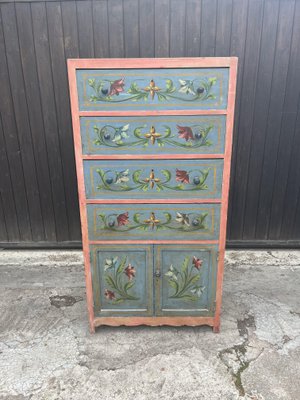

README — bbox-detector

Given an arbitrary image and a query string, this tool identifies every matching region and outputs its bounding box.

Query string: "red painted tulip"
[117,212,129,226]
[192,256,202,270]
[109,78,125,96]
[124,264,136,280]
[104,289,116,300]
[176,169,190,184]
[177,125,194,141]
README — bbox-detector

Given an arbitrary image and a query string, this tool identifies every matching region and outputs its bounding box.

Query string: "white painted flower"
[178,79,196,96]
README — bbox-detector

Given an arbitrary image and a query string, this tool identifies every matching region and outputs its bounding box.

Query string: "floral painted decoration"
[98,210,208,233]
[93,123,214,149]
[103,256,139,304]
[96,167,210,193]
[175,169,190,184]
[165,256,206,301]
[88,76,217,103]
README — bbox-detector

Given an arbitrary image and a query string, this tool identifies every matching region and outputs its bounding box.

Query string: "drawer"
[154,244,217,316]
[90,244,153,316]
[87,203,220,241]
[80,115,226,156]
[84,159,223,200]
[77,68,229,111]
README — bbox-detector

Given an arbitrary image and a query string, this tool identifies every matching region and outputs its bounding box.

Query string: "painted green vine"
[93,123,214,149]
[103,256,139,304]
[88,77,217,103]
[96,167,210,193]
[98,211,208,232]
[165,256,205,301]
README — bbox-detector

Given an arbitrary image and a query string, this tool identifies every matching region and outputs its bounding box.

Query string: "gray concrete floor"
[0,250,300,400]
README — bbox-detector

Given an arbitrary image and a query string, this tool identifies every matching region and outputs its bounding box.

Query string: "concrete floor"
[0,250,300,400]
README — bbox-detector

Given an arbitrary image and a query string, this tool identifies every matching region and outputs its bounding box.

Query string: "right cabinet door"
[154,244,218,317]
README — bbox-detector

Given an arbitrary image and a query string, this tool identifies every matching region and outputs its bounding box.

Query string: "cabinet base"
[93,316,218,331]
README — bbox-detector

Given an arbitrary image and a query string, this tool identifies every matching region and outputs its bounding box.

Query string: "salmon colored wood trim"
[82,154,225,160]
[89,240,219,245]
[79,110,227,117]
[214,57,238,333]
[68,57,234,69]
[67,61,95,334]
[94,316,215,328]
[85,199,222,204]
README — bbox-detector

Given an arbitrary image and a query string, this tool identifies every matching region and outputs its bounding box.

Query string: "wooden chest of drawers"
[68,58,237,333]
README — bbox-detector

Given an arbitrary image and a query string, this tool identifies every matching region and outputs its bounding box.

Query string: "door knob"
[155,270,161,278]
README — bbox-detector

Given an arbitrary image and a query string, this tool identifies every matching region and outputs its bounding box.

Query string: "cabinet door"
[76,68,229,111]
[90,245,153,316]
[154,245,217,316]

-- The problem --
Output the records exactly, please. The pictures are not part of the copy.

-- Solution to this problem --
README — bbox-detector

Given an arbitrary image and a query string, this tool identifies every matching region and outputs its bounding box.

Query string: "red painted tulip"
[117,212,129,226]
[192,256,202,270]
[109,78,125,96]
[124,264,136,280]
[104,289,116,300]
[176,169,190,184]
[177,125,194,141]
README — bbox-detector

Given an arbitrary image and a query string, this tool identifies every matching region and outputs its bounding box.

Query string: "white painted flower"
[178,79,196,96]
README — bbox-detector

Given an arbitrary image and a query string, this tool identifies every matching region and outputs its bounding box.

Query string: "floral painted decoration"
[98,210,208,233]
[93,123,214,149]
[103,256,139,304]
[96,167,210,193]
[175,169,190,184]
[165,256,206,301]
[88,76,217,103]
README — bbox-detector

Given an arbitrary image and a query string, this tool identifies every matching region and outputs its bounding box.

Query string: "drawer"
[154,244,217,316]
[90,244,153,316]
[87,203,220,241]
[80,115,226,156]
[84,159,223,200]
[77,68,229,111]
README — bbox-detector

Given an arbitrary image and a query string, this tool identifies every matching region and outputs its bounding box.

Query string: "painted green vine"
[93,123,214,149]
[103,256,139,304]
[88,77,217,103]
[96,167,210,193]
[98,211,208,232]
[165,256,205,301]
README — bbox-detector

Given an arbitrary image and a query string, this tool identifies every matching region and outputs its bounding box.

Query string: "gray concrete floor"
[0,250,300,400]
README — bbox-detector

Given an arbitrary image and a query string, this tool identifies every matching region and outputs its bounding box.

Query string: "concrete floor"
[0,250,300,400]
README — bbox-detector

Given an arbitrary image and a query string, this tool identifies every matching region and outputs its bounding box.

Query string: "right cabinet door"
[154,244,218,317]
README — bbox-detector

Given an arbitrary image and a query string, this tool identifies every matching region and outputs its bounding box.

Query string: "cabinet base"
[93,316,218,331]
README — bbox-detector

Given an arbitrary image and a query string, this tool identifies every matching region and outputs its bounding box.

Query string: "salmon colored wood trim"
[82,154,225,160]
[89,240,219,245]
[79,110,227,117]
[214,57,238,333]
[68,57,234,69]
[67,61,95,334]
[94,316,215,328]
[85,199,222,204]
README — bbox-detector

Given an arbitrary image and a query string, this tool identifies every matching region and outputs its bounding box.

Query string: "wooden chest of drawers"
[68,58,237,333]
README — bbox-detector

Given an arbitrary image and a query string, this tool identifies every matching region and outputs its bounding box.

Query string: "door knob"
[155,270,161,278]
README — bbox-detector

Given an arbitrary image and a query string, this tool identifies every matching region and outputs its bounding box.

Query string: "cabinet door"
[76,68,229,111]
[90,245,153,316]
[154,245,217,316]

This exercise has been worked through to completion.